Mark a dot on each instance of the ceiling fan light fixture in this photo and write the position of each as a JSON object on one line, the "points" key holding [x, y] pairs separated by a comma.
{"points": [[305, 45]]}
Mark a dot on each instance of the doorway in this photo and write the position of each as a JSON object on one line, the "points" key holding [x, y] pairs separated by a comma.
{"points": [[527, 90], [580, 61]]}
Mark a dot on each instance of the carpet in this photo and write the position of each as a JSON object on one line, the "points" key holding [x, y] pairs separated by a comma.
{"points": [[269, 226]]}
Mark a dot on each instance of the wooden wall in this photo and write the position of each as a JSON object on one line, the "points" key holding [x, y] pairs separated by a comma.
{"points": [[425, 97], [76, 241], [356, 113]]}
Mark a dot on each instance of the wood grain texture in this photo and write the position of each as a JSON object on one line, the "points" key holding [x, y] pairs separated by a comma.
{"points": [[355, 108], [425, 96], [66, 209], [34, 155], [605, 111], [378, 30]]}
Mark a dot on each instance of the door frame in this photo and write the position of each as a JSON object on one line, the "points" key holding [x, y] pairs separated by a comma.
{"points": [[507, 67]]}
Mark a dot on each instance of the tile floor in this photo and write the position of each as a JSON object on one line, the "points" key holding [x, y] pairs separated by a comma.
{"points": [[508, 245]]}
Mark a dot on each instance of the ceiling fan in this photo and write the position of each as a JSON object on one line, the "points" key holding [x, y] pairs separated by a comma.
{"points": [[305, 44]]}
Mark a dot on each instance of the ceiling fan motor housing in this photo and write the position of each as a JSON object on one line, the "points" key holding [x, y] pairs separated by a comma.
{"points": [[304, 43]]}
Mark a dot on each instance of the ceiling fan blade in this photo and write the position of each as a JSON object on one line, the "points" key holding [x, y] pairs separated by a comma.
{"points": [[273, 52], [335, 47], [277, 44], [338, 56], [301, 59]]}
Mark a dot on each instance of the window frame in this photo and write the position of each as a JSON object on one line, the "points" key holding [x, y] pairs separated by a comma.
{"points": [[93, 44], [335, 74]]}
★ ★ ★ ★ ★
EXERCISE:
Lay out the material above as a Markdown table with two columns, Row and Line. Give each non-blank line its own row, numbered in order from 1.

WRITTEN RESPONSE:
| Row | Line |
|---|---|
| 1 | Mark a dot on each instance of the ceiling fan light fixture in this photo and write the position of each as a JSON object on one line, the "points" key holding [x, y] pairs separated by a comma. |
| 2 | {"points": [[305, 45]]} |
| 3 | Mark a dot on each instance of the doorway in this photo and write the position of each as a JSON object on one line, the "points" key holding [x, y] pairs separated by a comma. |
| 4 | {"points": [[527, 90], [580, 61]]} |
| 5 | Mark a dot on each instance of the carpet in this photo and write the position of each as a JSON object on one line, the "points" key holding [x, y] pairs separated by a comma. |
| 6 | {"points": [[269, 226]]} |
| 7 | Mark a dot on each instance of the wooden wall in this photo and write the position of each as a JSON object on one line, the "points" key holding [x, y] pairs separated by a comma. |
| 8 | {"points": [[425, 97], [76, 241], [356, 113]]} |
| 9 | Mark a dot on each instance of the wood grain texture in this photo and write the position of each as a JSON object on one line, the "points" key holding [x, y] pairs separated by a comma. |
| 10 | {"points": [[355, 108], [425, 96], [66, 209], [34, 155], [605, 111], [378, 30]]} |
| 11 | Mark a dot on each instance of the door frame in this photo and write the position of each as a JSON object on one line, the "points" key holding [x, y] pairs separated by a comma. |
| 12 | {"points": [[507, 67]]} |
| 13 | Mark a dot on each instance of the tile floor in this photo and write the position of each as a JSON object on one line, the "points" key holding [x, y] pairs separated by a comma. |
| 14 | {"points": [[508, 245]]} |
| 15 | Mark a dot on each instance of the ceiling fan in this photo and write the position of each as a JSON object on one line, the "points" key holding [x, y] pairs separated by a comma. |
| 16 | {"points": [[305, 44]]} |
| 17 | Mark a dot on each instance of the ceiling fan motor housing in this photo and write the position of each as a JSON object on one line, the "points" key holding [x, y] pairs separated by a comma. |
| 18 | {"points": [[304, 43]]} |
| 19 | Mark a dot on each instance of the ceiling fan blade in this photo and write the position of each as a JSON object on one line, the "points" key holding [x, y] pairs separated by a comma. |
| 20 | {"points": [[273, 52], [335, 47], [277, 44], [338, 56], [301, 59]]} |
| 21 | Mark a dot on each instance of the window frame in this photo and write the position of each as a JSON object on one line, the "points" key holding [x, y] pairs separated by a comma. |
| 22 | {"points": [[93, 44], [335, 74]]} |